Description of the task | Which lines of the entries below run from the one holding "box: [235, 191, 259, 211]" to the one holding "positive clicks: (90, 112)", inclusive? Set down exactly those lines and no others.
Start of Data to use
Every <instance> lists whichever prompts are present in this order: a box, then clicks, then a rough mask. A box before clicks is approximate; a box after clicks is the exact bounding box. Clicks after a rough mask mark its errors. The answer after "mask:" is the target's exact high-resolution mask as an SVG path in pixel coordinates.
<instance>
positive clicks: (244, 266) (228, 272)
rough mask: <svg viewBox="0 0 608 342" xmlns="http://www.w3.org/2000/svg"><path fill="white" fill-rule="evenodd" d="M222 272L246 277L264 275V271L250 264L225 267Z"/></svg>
End of Data to use
Start of Data to use
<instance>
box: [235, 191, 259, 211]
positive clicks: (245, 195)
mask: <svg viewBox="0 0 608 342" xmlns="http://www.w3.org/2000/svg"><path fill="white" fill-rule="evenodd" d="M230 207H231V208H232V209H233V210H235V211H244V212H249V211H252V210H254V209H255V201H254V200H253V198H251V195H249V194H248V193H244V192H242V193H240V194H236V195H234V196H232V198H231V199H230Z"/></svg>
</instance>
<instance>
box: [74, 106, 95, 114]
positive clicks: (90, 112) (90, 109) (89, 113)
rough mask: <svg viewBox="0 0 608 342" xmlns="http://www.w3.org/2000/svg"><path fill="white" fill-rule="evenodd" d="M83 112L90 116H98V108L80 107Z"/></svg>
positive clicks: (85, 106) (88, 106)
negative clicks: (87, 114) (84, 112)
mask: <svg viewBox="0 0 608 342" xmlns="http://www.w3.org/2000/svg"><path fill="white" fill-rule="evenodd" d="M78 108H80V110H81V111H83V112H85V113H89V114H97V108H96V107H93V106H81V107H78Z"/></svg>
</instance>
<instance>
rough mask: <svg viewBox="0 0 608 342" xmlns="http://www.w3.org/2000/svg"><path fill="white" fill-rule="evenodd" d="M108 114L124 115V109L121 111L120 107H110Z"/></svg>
End of Data to use
Start of Data to use
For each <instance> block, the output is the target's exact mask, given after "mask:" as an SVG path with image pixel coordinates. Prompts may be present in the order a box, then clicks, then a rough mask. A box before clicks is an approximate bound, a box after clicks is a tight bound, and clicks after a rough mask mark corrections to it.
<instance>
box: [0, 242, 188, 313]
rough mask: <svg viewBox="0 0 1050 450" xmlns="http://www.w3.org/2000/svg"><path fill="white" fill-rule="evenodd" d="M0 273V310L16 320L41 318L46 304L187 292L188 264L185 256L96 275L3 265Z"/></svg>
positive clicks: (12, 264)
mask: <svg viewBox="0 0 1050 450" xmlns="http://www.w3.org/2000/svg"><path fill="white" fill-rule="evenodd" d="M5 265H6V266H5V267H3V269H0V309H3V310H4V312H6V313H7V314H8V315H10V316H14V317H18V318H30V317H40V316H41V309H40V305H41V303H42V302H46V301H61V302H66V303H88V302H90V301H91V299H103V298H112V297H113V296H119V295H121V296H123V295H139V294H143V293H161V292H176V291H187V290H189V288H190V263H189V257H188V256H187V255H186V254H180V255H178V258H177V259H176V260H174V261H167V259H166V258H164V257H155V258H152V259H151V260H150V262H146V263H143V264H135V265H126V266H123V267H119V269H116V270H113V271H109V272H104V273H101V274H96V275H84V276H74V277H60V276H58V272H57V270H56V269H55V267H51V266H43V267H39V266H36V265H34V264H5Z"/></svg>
End of Data to use
Expected output |
box: [235, 191, 259, 211]
positive clicks: (245, 195)
mask: <svg viewBox="0 0 608 342" xmlns="http://www.w3.org/2000/svg"><path fill="white" fill-rule="evenodd" d="M230 207H231V208H232V209H233V210H235V211H244V212H249V211H252V210H254V209H255V201H254V200H253V198H251V195H249V194H248V193H244V192H242V193H240V194H236V195H234V196H232V198H231V199H230Z"/></svg>
</instance>
<instance>
box: [74, 106, 95, 114]
positive clicks: (90, 112) (90, 109) (89, 113)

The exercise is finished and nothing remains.